BEGIN DOCUMENT EXTRACT
TABLE II Measurement Result From Irradiation Experiment Using the Neutron Source

On the other hand, the comparison of the cross sections between SEFI and bit upset shows that the cross section of SEFI is of the same magnitude as that of bit upset. The probability of bit upset inducing a SEFI would be as high as 23%. Moreover, we also observed that around 33% of SEFIs lead to the system failure of lane tracking in the virtual driving environment. To identify the cause of system failure, we examined the location and time of the occurrence of the observed SEFIs and bit upsets. We confirmed that the time and location of the bit upset and the SEFI are identical for more than half of the observed events. Thus, the bit upset of CRAM in these events induced the SEFI with high probability.

#### **IV. FAULT INJECTION**

Due to bit upsets probably being masked, observing SEFI and system failure requires a large number of bit upsets, but the beam time is limited. As a complement to the irradiation test, fault injection by intentionally flip bits in the CRAM is an efficient way to allow us to evaluate the vulnerability of bit upset-induced SEFIs. In this section, we conduct fault injection and calculate the device vulnerability factor (DVF) of the image-based lane tracking system, which represents the probability of an upset bit inducing the SEFI [24]. Combining with DVF obtained in the fault injection and measured bit upset cross section in irradiation test, we further estimate the cross section of SEFI and system failure and compare them with the measurement result to validate the estimated value. Furthermore, we investigate the benefit of the reliability improvement of DUTs brought by error correction techniques. The same implementation of DUTs are used for both fault injection and irradiation experiments.

Before injecting a large number of errors, we reproduced the runs, where SEFI was observed in the experiment, by injecting fault to the same address. The reproduction validates the same results in both experiments and fault injection. In the following parts of this section, we will focus on the details and discussion on fault injection for calculating DVF and estimating SEFI cross sections.

#### A. Flow of Evaluation on DVF

We conducted the injection on three modules in DUT1 to calculate the DVF. The targets of error injection are the CRAM addresses of the bits for the logical functions in DUT1, which are hereafter called essential bits. In contrast, the bits are nonessential bits, which were not utilized in logical function and are supposed not to affect the system even if the bit-upset occurs. Furthermore, if the upset in an essential bit induced

TABLE III Required Number of the Injections  $N_{\text{inject}}$  to Each Module in DUT1.  $N_{\text{EB}}$  Is the Number of the Essential Bits

| module   | Gray.  | Canny.  | Cal.    |
|----------|--------|---------|---------|
| $N_{EB}$ | 84,643 | 889,951 | 419,148 |
| Ninject  | 8,625  | 9,501   | 9,389   |

a SEFI, such an essential bit is a critical bit for the designed system. The DVF is calculated with the following equation:

$$DVF = \frac{N_{CB}}{N_{EB}}$$
(1)

where  $N_{\rm EB}$  and  $N_{\rm CB}$  are the number of essential bits and critical bits in the DUT1, respectively. Similarly, this definition is also applicable to system failure, where the critical bit induces system failure. We will discuss these two kinds of DVF below, but it should be noted that the DVF of system failures is a subset of the DVF of SEFIs, as shown in Fig. 2.
END DOCUMENT EXTRACT
BEGIN MATERIAL PROVIDED
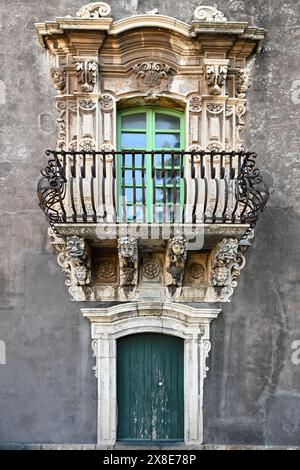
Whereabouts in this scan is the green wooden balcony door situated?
[117,107,184,223]
[117,333,184,442]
END MATERIAL PROVIDED
# EXERCISE REQUIREMENTS:
**a.** According to the fault-injection text above, roughly what percentage of SEFIs led to the system failure of lane tracking in the virtual driving environment?
**b.** Does each statement agree with the fault-injection text? Answer yes or no, and quote the deciding words.
(i) The probability of a bit upset inducing a SEFI could be as high as 23%.
(ii) Fault injection used a different implementation of the DUTs than the irradiation experiments did.
(iii) Injection was carried out on four modules in DUT1.
**c.** Carry on the fault-injection text from its last sentence.

# EXPECTED OUTPUTS:
**a.** Around 33%.

**b.**
(i) Yes: "The probability of bit upset inducing a SEFI would be as high as 23%."
(ii) No: "The same implementation of DUTs are used for both fault injection and irradiation experiments."
(iii) No: "We conducted the injection on three modules in DUT1 to calculate the DVF."

**c.**
According to the ACME tool, the DUT1 has 2012199 configuration bits (which includes 1396106 essential bits). Due to a large number of configuration bits, exhaustive testing on all the essential bits is time-consuming. Instead of exhaustive testing, we adopted the statistical fault injection by flipping the sampled bits in CRAM randomly. To satisfy the confidence level and error margin of the statistical test, the required number of the sample bits for injecting error is calculated by the following equation proposed in [25]:

$$N_{\text{inject}} = \frac{N_{\text{EB}}}{1 + e^2 \cdot \frac{N_{\text{EB}} - 1}{t^2 \cdot p \cdot (1 - p)}}$$
(2)

where  $N_{\rm EB}$  is the total essential bits of the design, *e* is the margin of error, *t* is the confidence level, and  $N_{\rm inject}$  is the required number of injections on  $N_{\rm EB}$ . To balance the error number and statistical significance, a confidence level of 95% and error margin 1% were selected.  $N_{\rm EB}$  and  $N_{\rm inject}$  for each module are shown in Table III. As mentioned in Section II-B, "gray.", "canny.", and "cal." stand for the modules of canny edge detection, grayscaling, and lane edge coordinate calculating, respectively.

In the fault injection, we assumed the occurrence of SBUs, which means that we injected error to only one of the selected addresses during each run of virtual driving. The set-up of a virtual driving environment for fault injection is completely the same as the irradiation experiment described in Section III. In contrast to random timing of error occurrence in the irradiation experiment, the error was injected by SEM IP at the fixed tenth frame after the start. After error injection, we observe 200 frames as we did in the irradiation experiment. When one run is completed, all the bits of CRAM are completely



Fig. 9. DVF on the fault injection in essential bits, where "hang" is the invalid state of the module, and "mismatch" is the incorrect data transferring.

rewritten and repeat the run until all the selected addresses are evaluated.

## B. Result of DVF and Estimation on Cross section of SEFIs and System Failures

Fig. 9 shows the DVF of SEFIs and system failures obtained by fault injection to the essential bits in each module. The sum in the y-axis of stacked bars is the total DVF of each module. On the other hand, because we could observe a relatively large amount of the total errors in fault injection, we classified the bit upset-induced SEFIs into two types: the module with injected error falling into a hang and the mismatching output with golden circuit i.e., incorrect calculation of the module. We discriminate the type of SEFIs by the monitoring results of status and data signals from the AXI Stream interface of the module as stated in Section II-B. As the result, in Fig. 9, the stacked bar of red and green, labeled as "hang" and "mismatch," stand for the DVF of the hang and the mismatched output, respectively. From this figure, we could observe that all the SEFI events of hangs finally induced the system failures, while the SEFIs of mismatch led less probably to the system failures. This could be attributed to the module in hang state would stop any calculation and data transmission and thus, the whole system would lose its function and fail to track the edge lane. As the SEFIs of hangs have a proportion of 22% to 41%, such type of SEFIs has a large impact on the system reliability.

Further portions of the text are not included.